#### SOURCE DOCUMENT
June 3rd, 2008 Porter 5 comments


Barack Obama

Obama

Ok, old news, but at least it’s now official. What I think is truly amazing about the Democratic primary race this year was the way it ended. Or rather, the way it refused to end. I wonder what Sen. Clinton’s end-game is in all this. Early on I felt like the last thing she would ever want was the VPship. Who wants to sit that close to power and yet have none herself (especially if your last name is Clinton)? There is, however, one good thing that comes with being VP: a presumptive nomination for the next P, and that is something worth having. If Hillary is Obama’s VP and he wins, then she is a virtual lock for the party’s nomination in 2016. Except for the fact that she’d be 69 then (she’s 61 now). McCain, whose age is a major factor in this race, would be the oldest president elect at 71 were he to win. Does Sen. Clinton really think that she can defeat ageism and sexism at the same time? I doubt it.

However, were Obama to lose and Clinton were the VP candidate, then she could play the “I told you so” card and waltz into the nomination in 2012. McCain has committed (who knows if he’d follow through) to only serving a single term as president, so Clinton would really be the only “old guard” type in the race.

But what Clinton wants, I believe, is to not take the VP position, but only after Obama offers it to her (as several political pundits have asserted). In so doing, she’s not tied to Obama in anyway if he loses but would still be the presumptive nominee in 2012. The problem she faces, though, is if Obama wins then she’s locked out for eight years and she’ll have to contend with whoever is the VP for the nomination–a fight that she can’t be looking forward to given this year’s outcome.
########
#### DATA SUPPLIED
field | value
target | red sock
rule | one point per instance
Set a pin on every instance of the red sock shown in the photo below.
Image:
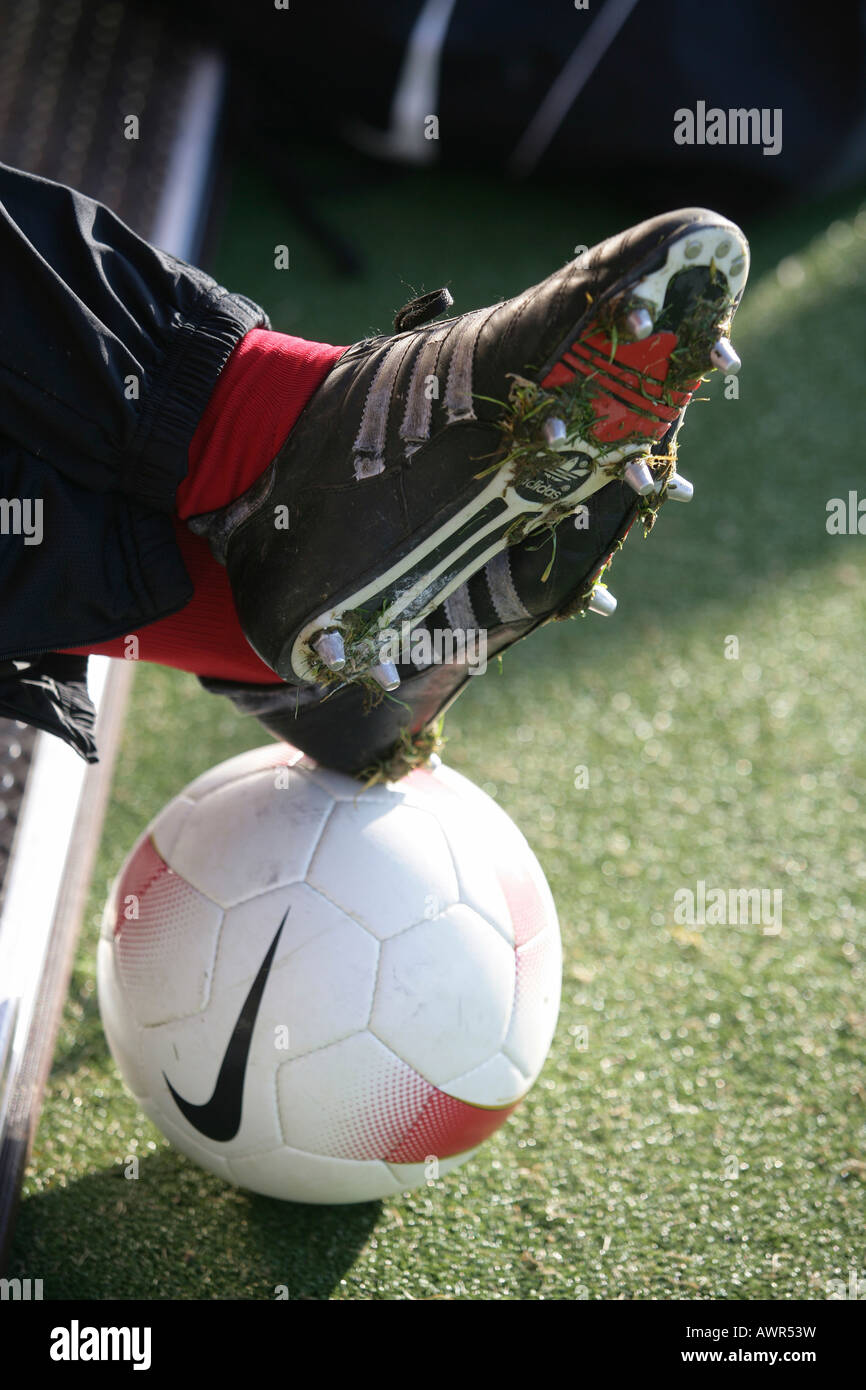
########
--- STATED GOAL A ---
In the blog post on the 2008 Democratic primary, how old does the writer say Sen. Clinton would be in 2016?
--- STATED GOAL B ---
Carry on the blog post on the 2008 Democratic primary from its final sentence.
None of these lines are needed for the work that comes next.

--- TASK RESPONSE A ---
She would be 69.

--- TASK RESPONSE B ---
What isn’t in doubt is that Hillary Clinton is refusing to go gently into the proverbial goodnight. She knows that she, until tonight, possessed a bully pulpit that she’s likely never to have again, at least not for eight more years. She is sending a strong message to the Democratic party that even though Obama has dethroned her, the “Clinton machine,” as it is called, is still a major power in the party and the party leadership needs to make sure that the Clinton’s keep their place at the head of the table. Her most audacious move was to force the Democratic rules committee to rule on the Florida and Michigan primaries. Her fans, as fans are wont to do, conveniently forgot that she promised not to campaign in Florida and Michigan and agreed beforehand that those states would lose their delegates if they moved their primaries. Fast forward to last week and Clinton is suddenly the champion of “every vote counts.” The move is such a transparent power play that birds crash into it regularly. The only reason to reverse herself so brazenly is to send a message to the DNC: don’t you dare look past me, because I can bring this house of cards down on you and torpedo this election as fast as you can spell H-O-P-E.